Instructions to follow: Revise every line of the listing below so that each "Coordinate style" becomes "Box format" and nothing else changes. Leave the pictures out of your version.

^^^^^^^^

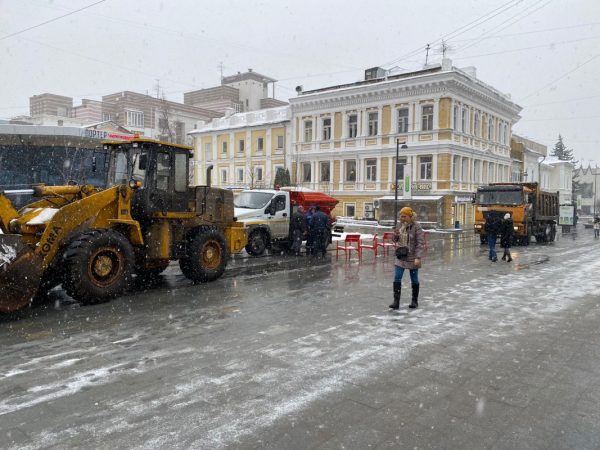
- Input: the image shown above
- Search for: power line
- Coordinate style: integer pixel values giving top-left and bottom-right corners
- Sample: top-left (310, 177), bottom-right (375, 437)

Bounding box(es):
top-left (450, 0), bottom-right (552, 51)
top-left (454, 35), bottom-right (600, 60)
top-left (519, 53), bottom-right (600, 102)
top-left (0, 0), bottom-right (106, 41)
top-left (382, 0), bottom-right (522, 67)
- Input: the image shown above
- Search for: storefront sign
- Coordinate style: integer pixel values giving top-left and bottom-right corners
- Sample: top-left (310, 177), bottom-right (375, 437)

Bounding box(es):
top-left (454, 195), bottom-right (473, 203)
top-left (412, 181), bottom-right (432, 192)
top-left (85, 130), bottom-right (133, 141)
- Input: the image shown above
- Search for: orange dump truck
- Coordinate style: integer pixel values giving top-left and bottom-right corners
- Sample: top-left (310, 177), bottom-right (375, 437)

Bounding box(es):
top-left (474, 183), bottom-right (559, 245)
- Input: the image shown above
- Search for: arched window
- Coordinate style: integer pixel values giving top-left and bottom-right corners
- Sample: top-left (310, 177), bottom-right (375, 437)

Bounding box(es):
top-left (452, 105), bottom-right (458, 131)
top-left (452, 156), bottom-right (460, 182)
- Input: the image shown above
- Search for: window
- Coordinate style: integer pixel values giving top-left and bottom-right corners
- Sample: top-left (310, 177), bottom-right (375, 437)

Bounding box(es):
top-left (273, 195), bottom-right (285, 212)
top-left (302, 163), bottom-right (311, 182)
top-left (398, 108), bottom-right (408, 133)
top-left (419, 156), bottom-right (433, 180)
top-left (344, 203), bottom-right (356, 217)
top-left (348, 114), bottom-right (358, 138)
top-left (304, 120), bottom-right (312, 142)
top-left (323, 117), bottom-right (331, 141)
top-left (365, 159), bottom-right (377, 182)
top-left (175, 153), bottom-right (188, 192)
top-left (452, 156), bottom-right (460, 181)
top-left (319, 161), bottom-right (331, 183)
top-left (396, 156), bottom-right (407, 180)
top-left (368, 112), bottom-right (379, 136)
top-left (156, 152), bottom-right (171, 191)
top-left (127, 111), bottom-right (144, 128)
top-left (421, 105), bottom-right (433, 131)
top-left (344, 159), bottom-right (356, 181)
top-left (204, 142), bottom-right (212, 161)
top-left (452, 105), bottom-right (459, 131)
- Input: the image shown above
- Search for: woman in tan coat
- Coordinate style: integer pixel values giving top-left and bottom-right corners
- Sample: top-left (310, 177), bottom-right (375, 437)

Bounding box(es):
top-left (390, 206), bottom-right (425, 309)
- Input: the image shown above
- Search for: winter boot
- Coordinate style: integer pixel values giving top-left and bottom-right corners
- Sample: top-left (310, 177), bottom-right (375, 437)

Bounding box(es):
top-left (390, 281), bottom-right (402, 309)
top-left (408, 284), bottom-right (421, 309)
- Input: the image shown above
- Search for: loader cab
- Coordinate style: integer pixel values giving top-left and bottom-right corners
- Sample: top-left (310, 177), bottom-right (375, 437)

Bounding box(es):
top-left (107, 139), bottom-right (191, 220)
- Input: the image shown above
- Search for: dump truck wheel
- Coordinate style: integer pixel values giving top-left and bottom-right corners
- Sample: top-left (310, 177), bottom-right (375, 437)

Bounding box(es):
top-left (245, 230), bottom-right (267, 256)
top-left (179, 228), bottom-right (229, 282)
top-left (63, 230), bottom-right (135, 304)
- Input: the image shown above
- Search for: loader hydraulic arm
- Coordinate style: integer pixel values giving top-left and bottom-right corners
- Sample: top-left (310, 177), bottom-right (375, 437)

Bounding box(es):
top-left (0, 192), bottom-right (19, 234)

^^^^^^^^

Solution to this task:
- Input: the image shown above
- Search for: power line
- Box format: integer pixel values giving top-left and bottom-right corners
- Sample: top-left (310, 177), bottom-right (375, 437)

Bounding box(es):
top-left (450, 0), bottom-right (552, 51)
top-left (454, 35), bottom-right (600, 60)
top-left (519, 53), bottom-right (600, 102)
top-left (0, 0), bottom-right (106, 41)
top-left (382, 0), bottom-right (522, 67)
- Input: the image shown above
- Search for: storefront sign
- Box format: integer pixel values giving top-left and bottom-right corners
- Sample: top-left (310, 177), bottom-right (375, 437)

Bounding box(es):
top-left (454, 195), bottom-right (473, 203)
top-left (412, 181), bottom-right (432, 192)
top-left (85, 130), bottom-right (133, 141)
- Input: the image shown above
- Search for: orange dump truck
- Box format: integer pixel values giving top-left and bottom-right corners
- Sample: top-left (310, 177), bottom-right (375, 437)

Bounding box(es):
top-left (474, 183), bottom-right (559, 245)
- Input: the image shown above
- Search for: arched window
- Box format: integer pixel values giving top-left and bottom-right corners
- Sample: top-left (310, 177), bottom-right (375, 437)

Bounding box(es):
top-left (452, 105), bottom-right (458, 131)
top-left (452, 156), bottom-right (460, 182)
- Input: the image shown above
- Search for: window
- Box format: integer pixel values giving top-left and bottom-right corners
- Sample: top-left (310, 177), bottom-right (375, 437)

Bounding box(es):
top-left (273, 195), bottom-right (285, 212)
top-left (302, 163), bottom-right (311, 182)
top-left (398, 108), bottom-right (408, 133)
top-left (419, 156), bottom-right (433, 180)
top-left (344, 203), bottom-right (356, 217)
top-left (348, 114), bottom-right (358, 138)
top-left (304, 120), bottom-right (312, 142)
top-left (323, 117), bottom-right (331, 141)
top-left (365, 159), bottom-right (377, 182)
top-left (175, 153), bottom-right (188, 192)
top-left (452, 156), bottom-right (460, 181)
top-left (319, 161), bottom-right (331, 183)
top-left (396, 156), bottom-right (407, 180)
top-left (368, 112), bottom-right (379, 136)
top-left (156, 152), bottom-right (171, 191)
top-left (127, 111), bottom-right (144, 128)
top-left (421, 105), bottom-right (433, 131)
top-left (344, 159), bottom-right (356, 181)
top-left (204, 142), bottom-right (212, 161)
top-left (452, 105), bottom-right (459, 131)
- Input: the image shown above
- Search for: woman in tan coat
- Box format: integer pixel values giving top-left and bottom-right corners
- Sample: top-left (310, 177), bottom-right (375, 437)

Bounding box(es):
top-left (390, 206), bottom-right (425, 309)
- Input: the image shown above
- Search for: winter boot
- Box format: integer pixel values giving top-left and bottom-right corners
- Sample: top-left (310, 177), bottom-right (375, 437)

Bounding box(es):
top-left (390, 281), bottom-right (402, 309)
top-left (408, 284), bottom-right (421, 309)
- Input: the image shown above
- Search for: loader cab
- Box format: integer pixel values giving top-left and bottom-right corners
- Sample: top-left (310, 177), bottom-right (375, 437)

Bounding box(es):
top-left (107, 139), bottom-right (191, 220)
- Input: the image shown above
- Search for: dump truck wheel
- Box format: integer pixel values giving top-left and bottom-right corners
- Sample: top-left (310, 177), bottom-right (375, 437)

Bounding box(es):
top-left (245, 230), bottom-right (267, 256)
top-left (179, 228), bottom-right (229, 282)
top-left (63, 230), bottom-right (135, 304)
- Input: the image shown above
- Search for: loader hydraulic arm
- Box format: integer pixel values giving top-left and bottom-right corners
- Sample: top-left (310, 177), bottom-right (375, 437)

Bounding box(es):
top-left (0, 192), bottom-right (19, 234)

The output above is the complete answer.